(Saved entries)
= Beginning of Section =

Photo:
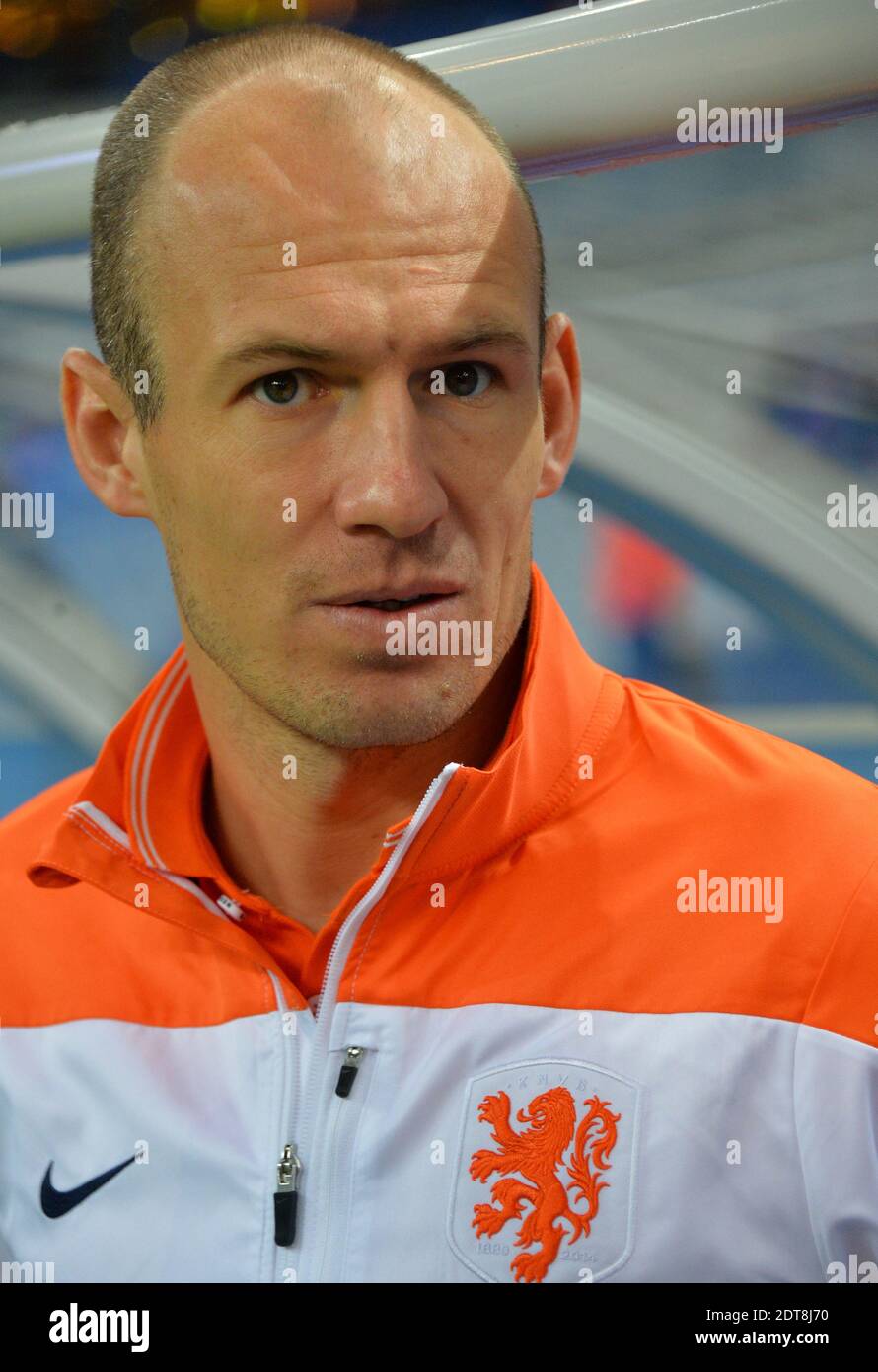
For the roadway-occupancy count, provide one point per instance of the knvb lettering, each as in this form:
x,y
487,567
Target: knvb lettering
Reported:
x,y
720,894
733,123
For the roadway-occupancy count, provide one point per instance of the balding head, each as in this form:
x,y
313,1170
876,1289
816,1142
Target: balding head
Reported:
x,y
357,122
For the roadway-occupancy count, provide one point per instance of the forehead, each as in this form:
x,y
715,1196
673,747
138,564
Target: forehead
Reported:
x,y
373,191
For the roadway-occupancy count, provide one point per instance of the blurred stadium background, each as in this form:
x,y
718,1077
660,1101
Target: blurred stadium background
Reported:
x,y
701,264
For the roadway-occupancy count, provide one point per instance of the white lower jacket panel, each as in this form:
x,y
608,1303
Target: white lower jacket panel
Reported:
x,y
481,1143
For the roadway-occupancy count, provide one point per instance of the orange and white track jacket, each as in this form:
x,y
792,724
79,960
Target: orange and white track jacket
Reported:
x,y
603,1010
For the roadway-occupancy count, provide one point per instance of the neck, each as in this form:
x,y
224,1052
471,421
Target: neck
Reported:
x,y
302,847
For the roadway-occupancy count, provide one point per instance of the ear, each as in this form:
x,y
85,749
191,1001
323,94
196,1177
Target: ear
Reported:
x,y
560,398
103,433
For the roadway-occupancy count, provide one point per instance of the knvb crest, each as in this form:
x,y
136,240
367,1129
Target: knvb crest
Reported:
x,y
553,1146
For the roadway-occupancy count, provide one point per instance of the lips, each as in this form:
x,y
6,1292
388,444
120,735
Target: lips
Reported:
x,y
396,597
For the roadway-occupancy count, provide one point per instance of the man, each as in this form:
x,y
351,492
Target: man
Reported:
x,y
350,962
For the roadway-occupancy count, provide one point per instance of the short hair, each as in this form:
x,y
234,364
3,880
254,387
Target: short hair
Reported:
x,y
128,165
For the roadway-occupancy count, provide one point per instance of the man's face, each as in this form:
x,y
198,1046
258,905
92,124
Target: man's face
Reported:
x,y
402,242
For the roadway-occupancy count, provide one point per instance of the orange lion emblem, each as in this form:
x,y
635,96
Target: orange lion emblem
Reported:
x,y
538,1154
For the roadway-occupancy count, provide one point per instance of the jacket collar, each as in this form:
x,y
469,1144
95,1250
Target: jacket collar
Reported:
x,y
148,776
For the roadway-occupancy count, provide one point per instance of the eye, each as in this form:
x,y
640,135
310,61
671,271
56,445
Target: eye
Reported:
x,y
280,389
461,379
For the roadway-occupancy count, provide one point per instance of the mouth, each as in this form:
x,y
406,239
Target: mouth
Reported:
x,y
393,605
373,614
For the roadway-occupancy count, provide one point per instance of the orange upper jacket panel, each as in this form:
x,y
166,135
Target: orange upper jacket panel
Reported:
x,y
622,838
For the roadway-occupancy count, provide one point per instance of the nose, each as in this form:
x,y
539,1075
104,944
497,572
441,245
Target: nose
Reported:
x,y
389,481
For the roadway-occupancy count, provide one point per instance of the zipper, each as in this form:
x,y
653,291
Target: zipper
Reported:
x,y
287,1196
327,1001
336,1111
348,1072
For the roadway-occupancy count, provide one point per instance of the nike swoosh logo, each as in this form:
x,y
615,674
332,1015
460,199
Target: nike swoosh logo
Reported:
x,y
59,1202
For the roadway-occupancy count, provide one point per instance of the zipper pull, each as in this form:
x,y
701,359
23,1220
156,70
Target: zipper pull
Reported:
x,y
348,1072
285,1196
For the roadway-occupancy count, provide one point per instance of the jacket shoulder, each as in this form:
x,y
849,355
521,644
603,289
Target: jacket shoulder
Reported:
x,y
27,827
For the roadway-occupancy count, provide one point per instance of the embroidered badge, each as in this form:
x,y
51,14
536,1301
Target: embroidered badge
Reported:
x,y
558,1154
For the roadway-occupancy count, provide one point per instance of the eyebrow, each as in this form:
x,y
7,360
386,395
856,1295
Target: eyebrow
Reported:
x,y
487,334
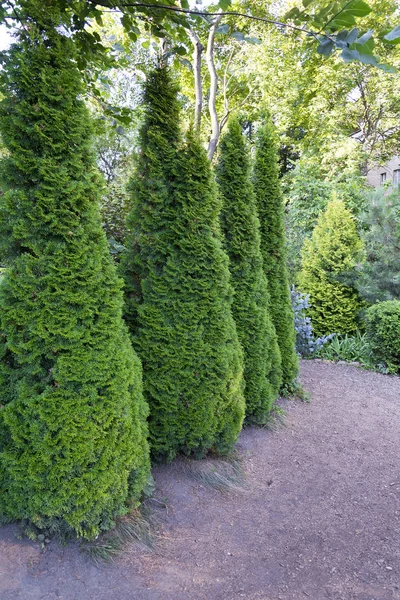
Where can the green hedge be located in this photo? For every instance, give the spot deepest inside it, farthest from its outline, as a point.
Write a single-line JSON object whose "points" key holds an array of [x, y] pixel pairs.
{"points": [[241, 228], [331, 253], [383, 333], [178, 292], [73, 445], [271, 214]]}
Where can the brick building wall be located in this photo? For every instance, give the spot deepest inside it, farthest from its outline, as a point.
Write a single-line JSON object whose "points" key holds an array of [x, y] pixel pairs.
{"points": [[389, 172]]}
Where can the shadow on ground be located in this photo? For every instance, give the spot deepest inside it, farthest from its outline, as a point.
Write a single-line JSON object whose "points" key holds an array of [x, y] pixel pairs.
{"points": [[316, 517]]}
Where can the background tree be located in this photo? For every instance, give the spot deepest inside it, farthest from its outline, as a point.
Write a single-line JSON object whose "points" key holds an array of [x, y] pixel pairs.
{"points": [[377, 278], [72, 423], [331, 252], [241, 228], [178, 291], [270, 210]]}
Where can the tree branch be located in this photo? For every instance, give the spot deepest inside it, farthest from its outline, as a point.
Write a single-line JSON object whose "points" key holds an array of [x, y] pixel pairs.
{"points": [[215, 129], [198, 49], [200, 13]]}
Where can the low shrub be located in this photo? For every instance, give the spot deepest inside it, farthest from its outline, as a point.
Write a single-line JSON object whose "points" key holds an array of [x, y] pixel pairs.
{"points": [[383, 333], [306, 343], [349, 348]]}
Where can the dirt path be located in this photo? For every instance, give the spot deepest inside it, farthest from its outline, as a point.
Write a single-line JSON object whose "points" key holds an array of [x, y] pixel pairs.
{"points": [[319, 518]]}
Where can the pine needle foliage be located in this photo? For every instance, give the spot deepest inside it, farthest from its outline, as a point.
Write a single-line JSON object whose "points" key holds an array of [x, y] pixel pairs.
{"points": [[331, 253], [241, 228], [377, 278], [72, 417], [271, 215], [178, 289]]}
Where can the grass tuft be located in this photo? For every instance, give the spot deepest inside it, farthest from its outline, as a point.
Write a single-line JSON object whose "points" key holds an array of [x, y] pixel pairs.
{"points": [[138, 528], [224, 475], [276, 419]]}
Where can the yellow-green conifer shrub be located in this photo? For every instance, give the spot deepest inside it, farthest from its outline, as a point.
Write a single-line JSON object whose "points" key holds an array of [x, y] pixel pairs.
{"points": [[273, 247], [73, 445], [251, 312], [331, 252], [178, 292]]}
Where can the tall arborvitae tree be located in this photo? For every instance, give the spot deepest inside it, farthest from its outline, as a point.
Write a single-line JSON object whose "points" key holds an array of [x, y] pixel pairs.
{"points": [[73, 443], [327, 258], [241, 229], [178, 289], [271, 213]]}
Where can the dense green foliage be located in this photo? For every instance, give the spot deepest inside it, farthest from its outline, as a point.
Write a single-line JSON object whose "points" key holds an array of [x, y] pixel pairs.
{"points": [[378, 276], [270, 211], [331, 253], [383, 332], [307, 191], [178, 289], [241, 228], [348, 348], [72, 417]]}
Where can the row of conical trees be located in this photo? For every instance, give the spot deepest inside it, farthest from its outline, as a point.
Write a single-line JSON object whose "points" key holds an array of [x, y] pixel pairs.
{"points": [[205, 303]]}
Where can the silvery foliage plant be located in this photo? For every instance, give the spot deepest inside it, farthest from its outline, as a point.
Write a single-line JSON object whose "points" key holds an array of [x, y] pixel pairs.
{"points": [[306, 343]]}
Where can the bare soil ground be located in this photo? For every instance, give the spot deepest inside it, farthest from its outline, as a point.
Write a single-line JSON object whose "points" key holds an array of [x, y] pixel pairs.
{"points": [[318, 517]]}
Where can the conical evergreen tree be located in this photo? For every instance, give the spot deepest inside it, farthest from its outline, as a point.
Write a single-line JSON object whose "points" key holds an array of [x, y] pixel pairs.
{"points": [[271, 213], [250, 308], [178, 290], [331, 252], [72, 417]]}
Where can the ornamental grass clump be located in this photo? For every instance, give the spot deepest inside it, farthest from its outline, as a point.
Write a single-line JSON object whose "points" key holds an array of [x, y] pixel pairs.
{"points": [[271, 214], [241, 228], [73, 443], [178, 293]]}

= End of Section =

§ **Task goal**:
Find the lines in the records that include the string "hair", and reply with how many there are, nothing more.

§ **Written solution**:
2